Pick out every line in the records below that contains the word "task", and copy each of those lines unchanged.

Excerpted records —
___

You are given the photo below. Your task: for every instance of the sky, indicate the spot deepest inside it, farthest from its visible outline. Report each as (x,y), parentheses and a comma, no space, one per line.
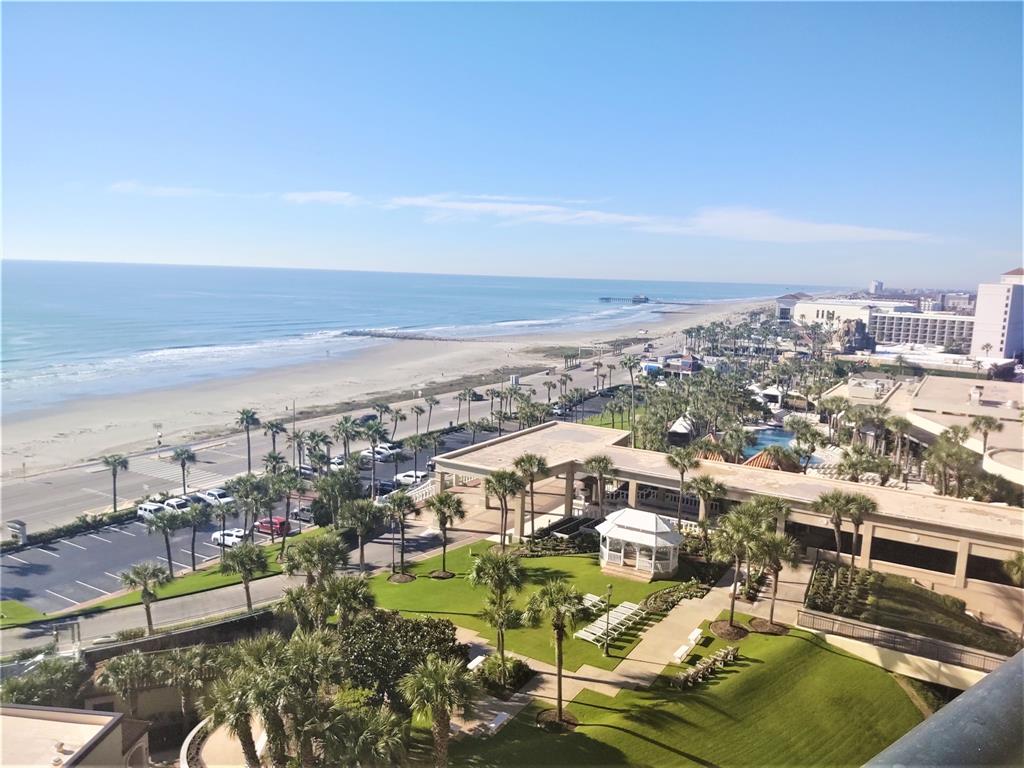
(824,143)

___

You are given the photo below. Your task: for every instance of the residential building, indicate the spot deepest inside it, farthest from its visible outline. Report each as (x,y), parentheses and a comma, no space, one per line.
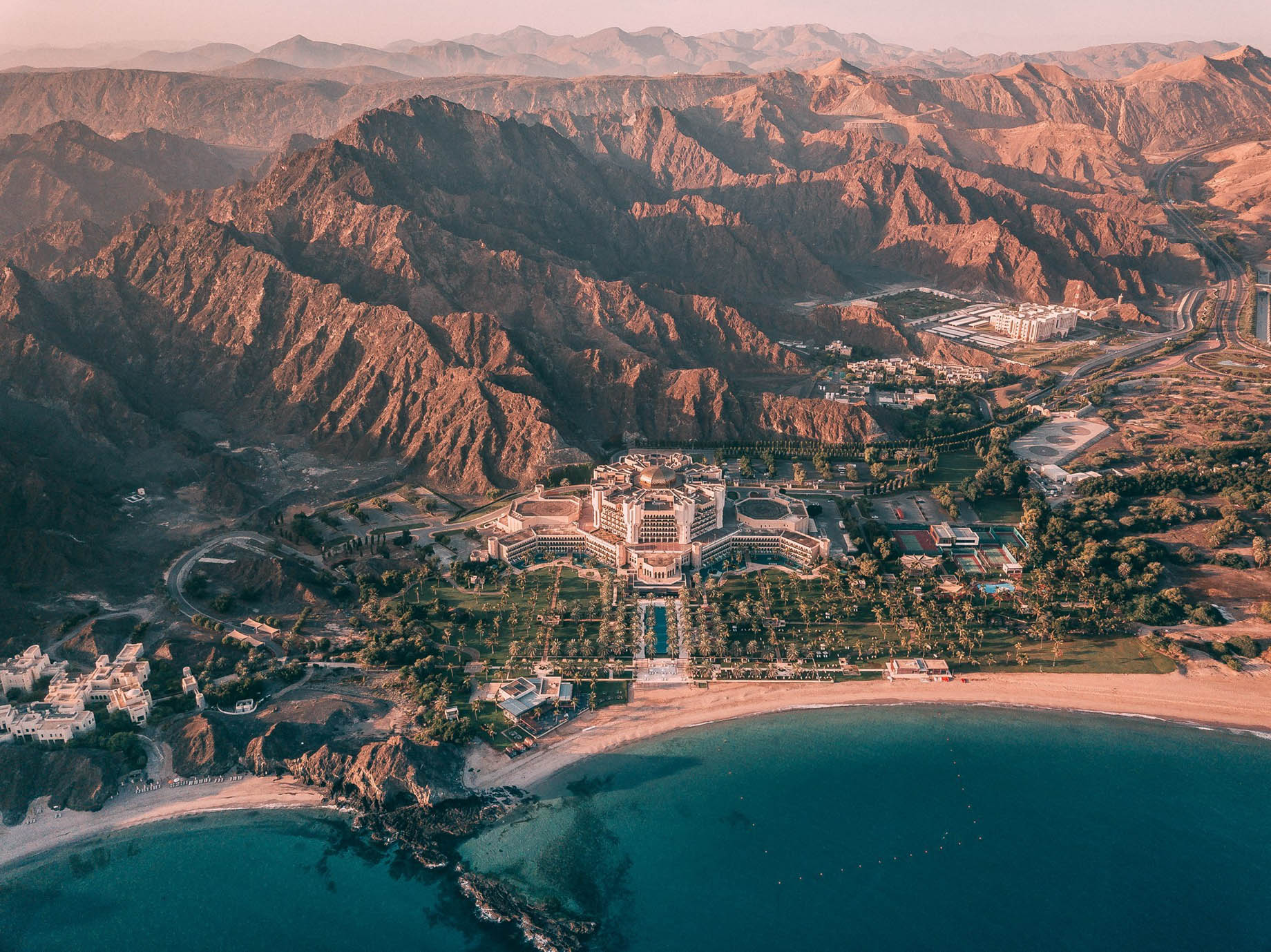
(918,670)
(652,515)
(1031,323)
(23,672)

___

Final answer —
You are given the photo below. Your task: for every instance of the sky, indicate the spot deepest inside it, farthest from its visible outline. Report each as (x,y), parentheses and a comma, no space, one per line.
You are given the photo below. Your task: for every instance of the residential building, indicate the spot deepest inside it, farthest from its visible outline. Report each as (x,y), parentheses and a comma, no space, one per line.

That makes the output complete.